## DOCUMENT EXTRACT

PAMI is a Python library containing 100+ algorithms to discover useful patterns in various databases across multiple computing platforms. (Active)
Periodic-Frequent Pattern Mining (PFPM) is an important knowledge discovery technique in data mining with many real-world applications. It involves identifying all patterns that have exhibited perfect periodic behavior in a temporal database. A major limitation of this technique is that it fails to discover those interesting patterns that have exhibited partial periodic behavior in a temporal database. Partial periodic pattern mining (PPPM) has been introduced to tackle this problem.
Partial periodic pattern mining aims to discover all interesting patterns in a temporal database that satisfy the user-specified maximum inter-arrival time (maxIAT) and minimum periodic support (minPS) constraints. The maxIAT controls the maximum inter-arrival time within which a pattern must reappear in order to consider its reoccurrence periodic in a database. The minPS coontrols the minimum number of periodic occurrences a pattern must have in a temporal database.

## GIVEN INSTRUCTION
Write a continuation of the document extract on partial periodic pattern mining, beginning after its final sentence.

(Excerpt from a dataset)
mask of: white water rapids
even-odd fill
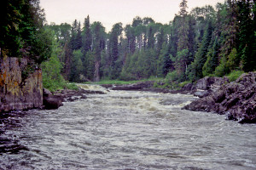
[[[192,95],[81,88],[107,94],[2,121],[25,149],[0,152],[0,169],[256,169],[256,126],[181,110]]]

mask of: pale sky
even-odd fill
[[[90,23],[100,21],[106,31],[122,22],[123,26],[131,24],[133,18],[151,17],[154,21],[167,24],[179,11],[181,0],[41,0],[49,24],[67,22],[72,24],[75,19],[84,23],[90,15]],[[195,7],[212,5],[224,0],[188,0],[189,11]]]

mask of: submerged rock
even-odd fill
[[[48,89],[43,89],[43,105],[45,109],[58,109],[62,104],[63,97],[53,95]]]
[[[240,123],[256,122],[256,72],[241,75],[236,82],[221,86],[208,96],[183,107],[189,110],[226,114]]]
[[[112,90],[143,90],[145,88],[152,88],[154,84],[153,81],[149,82],[142,82],[133,84],[125,84],[112,87]]]

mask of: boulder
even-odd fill
[[[207,90],[196,91],[194,93],[194,95],[200,98],[203,98],[209,95],[209,92]]]
[[[226,114],[240,123],[256,122],[256,72],[241,75],[236,82],[224,84],[207,97],[193,101],[183,109]]]
[[[63,100],[62,95],[53,95],[48,89],[43,89],[43,105],[44,105],[44,109],[58,109],[63,105]]]
[[[45,109],[58,109],[60,106],[63,105],[62,104],[63,98],[57,95],[49,95],[48,97],[44,97],[43,104]]]

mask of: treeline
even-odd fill
[[[27,65],[20,64],[21,81],[41,67],[44,88],[51,91],[76,88],[61,76],[59,57],[62,48],[54,38],[55,32],[45,26],[40,1],[2,0],[0,8],[0,57],[26,59]]]
[[[228,0],[188,12],[187,1],[169,24],[136,17],[107,32],[101,22],[45,25],[39,0],[4,0],[1,56],[43,62],[46,87],[61,82],[140,80],[150,76],[196,81],[256,69],[255,1]],[[31,68],[27,68],[31,69]],[[61,75],[62,76],[61,76]]]
[[[62,73],[72,82],[138,80],[150,76],[196,81],[256,66],[255,2],[228,0],[195,8],[187,1],[169,25],[136,17],[107,33],[100,22],[48,26],[61,42]],[[82,28],[81,28],[82,27]]]
[[[52,38],[44,28],[44,12],[39,3],[39,0],[1,1],[1,57],[27,58],[32,67],[50,56]]]

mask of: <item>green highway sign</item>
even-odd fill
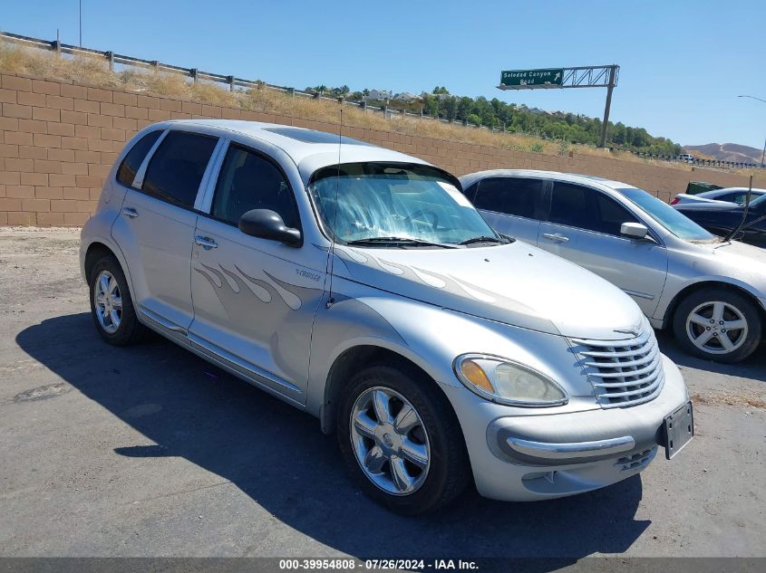
[[[560,86],[564,69],[506,70],[500,72],[500,86]]]

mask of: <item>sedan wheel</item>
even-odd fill
[[[747,339],[747,320],[737,307],[722,301],[703,302],[686,319],[692,343],[711,354],[733,352]]]
[[[362,471],[393,495],[416,492],[428,475],[428,434],[401,394],[383,387],[363,392],[351,411],[351,444]]]
[[[739,362],[761,343],[761,313],[750,298],[711,287],[689,294],[675,310],[673,329],[684,349],[702,358]]]

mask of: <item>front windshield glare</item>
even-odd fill
[[[634,204],[641,207],[657,223],[685,241],[713,241],[715,235],[705,231],[683,213],[643,189],[626,187],[617,189]]]
[[[309,192],[338,242],[393,237],[458,244],[498,236],[453,183],[430,166],[327,167],[314,174]]]
[[[757,199],[751,199],[750,202],[750,208],[752,207],[760,207],[761,205],[766,205],[766,195],[761,195]]]

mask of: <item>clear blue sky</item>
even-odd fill
[[[78,43],[78,0],[2,0],[0,29]],[[502,69],[617,63],[611,119],[682,144],[766,137],[766,1],[82,0],[83,45],[303,89],[498,97],[600,117],[606,90],[501,92]]]

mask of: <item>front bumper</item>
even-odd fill
[[[519,408],[442,387],[461,421],[480,493],[505,501],[564,497],[644,470],[657,453],[664,417],[688,400],[677,367],[664,356],[663,366],[662,392],[625,408],[513,415],[509,411]]]

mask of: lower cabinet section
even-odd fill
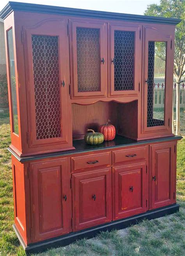
[[[73,174],[72,189],[74,231],[112,220],[111,168]]]
[[[150,146],[150,209],[176,202],[175,143]]]
[[[148,185],[146,168],[146,162],[113,168],[114,220],[147,210]]]
[[[33,163],[31,170],[34,241],[69,233],[71,202],[67,158]]]

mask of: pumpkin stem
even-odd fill
[[[94,130],[92,130],[92,129],[87,129],[87,131],[91,131],[91,132],[92,132],[93,133],[95,133]]]
[[[109,123],[109,122],[111,122],[110,120],[109,120],[109,119],[108,119],[107,122],[106,122],[106,123],[105,124],[105,125],[108,125],[108,123]]]

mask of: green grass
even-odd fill
[[[0,247],[1,256],[25,254],[12,228],[13,202],[11,143],[8,114],[0,117]],[[185,138],[178,143],[177,198],[179,212],[138,224],[120,231],[102,232],[95,238],[83,239],[69,245],[50,249],[38,256],[112,255],[181,256],[185,255]]]

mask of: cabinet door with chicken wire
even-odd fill
[[[72,98],[105,97],[107,87],[107,25],[71,23]]]
[[[110,96],[137,95],[141,76],[141,33],[140,26],[110,26]]]

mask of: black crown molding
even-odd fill
[[[180,19],[118,13],[99,11],[91,11],[90,10],[84,10],[73,8],[12,2],[9,2],[2,10],[0,13],[0,17],[4,19],[13,11],[50,13],[70,16],[80,16],[84,17],[174,25],[178,24],[181,21],[181,20]]]

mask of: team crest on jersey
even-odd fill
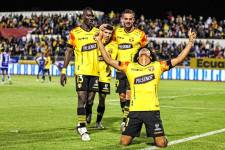
[[[127,49],[133,48],[133,45],[130,43],[123,43],[123,44],[119,44],[118,48],[121,50],[127,50]]]
[[[130,42],[134,42],[134,38],[131,37],[131,38],[129,39],[129,41],[130,41]]]
[[[143,84],[155,79],[154,74],[148,74],[144,76],[140,76],[134,79],[134,84]]]
[[[86,44],[84,46],[82,46],[82,52],[83,51],[91,51],[93,49],[96,49],[97,48],[97,44],[96,43],[90,43],[90,44]]]
[[[151,66],[151,67],[148,68],[148,70],[149,70],[149,71],[154,71],[155,68],[154,68],[153,66]]]

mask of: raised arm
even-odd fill
[[[182,50],[182,52],[174,59],[171,60],[171,65],[174,67],[177,64],[181,63],[186,56],[188,55],[188,53],[190,52],[190,49],[196,39],[196,33],[195,32],[191,32],[191,29],[188,32],[188,36],[189,36],[189,41],[188,44],[186,45],[186,47]]]
[[[104,46],[103,43],[102,43],[102,33],[101,33],[101,32],[102,32],[102,31],[100,31],[100,33],[97,34],[97,35],[94,37],[94,39],[95,39],[95,40],[97,41],[97,43],[98,43],[98,47],[99,47],[99,50],[100,50],[100,52],[101,52],[101,54],[102,54],[103,59],[105,60],[105,62],[106,62],[107,64],[109,64],[110,66],[116,68],[117,70],[125,71],[125,69],[119,65],[119,61],[112,59],[112,58],[109,56],[109,54],[106,52],[105,46]]]

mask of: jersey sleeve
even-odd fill
[[[119,61],[119,66],[122,68],[122,70],[123,70],[124,72],[127,72],[127,67],[128,67],[128,65],[129,65],[129,63],[130,63],[130,62],[120,62],[120,61]]]
[[[117,44],[114,44],[112,54],[111,54],[112,59],[114,60],[116,59],[117,53],[118,53],[118,47],[117,47]]]
[[[160,68],[161,68],[161,71],[164,72],[164,71],[168,71],[170,70],[171,68],[173,68],[172,64],[171,64],[171,60],[167,60],[167,61],[160,61]]]
[[[146,46],[147,43],[148,43],[147,36],[146,36],[146,34],[144,32],[142,32],[142,34],[141,34],[141,41],[140,41],[140,43],[141,43],[141,47]]]
[[[70,31],[69,39],[68,39],[68,41],[67,41],[67,44],[68,44],[69,46],[72,46],[72,47],[75,47],[75,46],[76,46],[76,43],[75,43],[75,36],[74,36],[74,34],[73,34],[72,31]]]

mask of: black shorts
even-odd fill
[[[3,72],[3,71],[8,72],[8,69],[9,69],[9,68],[1,68],[2,72]]]
[[[76,75],[76,91],[98,91],[98,77],[89,75]]]
[[[110,83],[98,82],[99,93],[110,94]]]
[[[123,72],[116,72],[116,93],[126,93],[127,90],[130,90],[130,84],[128,82],[127,76]]]
[[[125,131],[122,135],[140,136],[142,124],[145,124],[147,137],[164,136],[160,111],[132,111],[128,115]]]
[[[50,74],[50,71],[49,71],[49,69],[44,69],[44,73],[48,73],[48,74]]]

## RESULT
Reference: R. Uday Kiran, Haichuan Shang, Masashi Toyoda, and Masaru Kitsuregawa. 2017. Discovering Partial Periodic Itemsets in Temporal Databases. In Proceedings of the 29th International Conference on Scientific and Statistical Database Management (SSDBM ‘17). Association for Computing Machinery, New York, NY, USA, Article 30, 1–6. Link
A temporal database is a collection of transactions at a particular timestamp, where each transaction contains a timestamp and a set of items.
A hypothetical temporal database containing the items a, b, c, d, e, f, and g as shown below
TS | Transactions |
---|---|
1 | a b c g |
2 | b c d e |
3 | a b c d |
4 | a c d f |
5 | a b c d g |
6 | c d e f |
7 | a b c d |
8 | a e f |
9 | a b c d |
10 | b c d e |
Note: Duplicate items must not exist in a transaction.
Each row in a temporal database must contain timestamp and items. A sample temporal database, say sampleTemporalDatabase.txt, is show below.
1 a b c g
2 b c d e
3 a b c d
4 a c d f
5 a b c d g
6 c d e f
7 a b c d
8 a e f
9 a b c d
10 b c d e
The performance of a pattern mining algorithm primarily depends on the satistical nature of a database. Thus, it is important to know the following details of a database:
The below sample code prints the statistical details of a database.
import PAMI.extras.dbStats.TemporalDatabase as stats
obj = stats.TemporalDatabase('sampleTemporalDatabase.txt', ' ')
obj.run()
obj.printStats()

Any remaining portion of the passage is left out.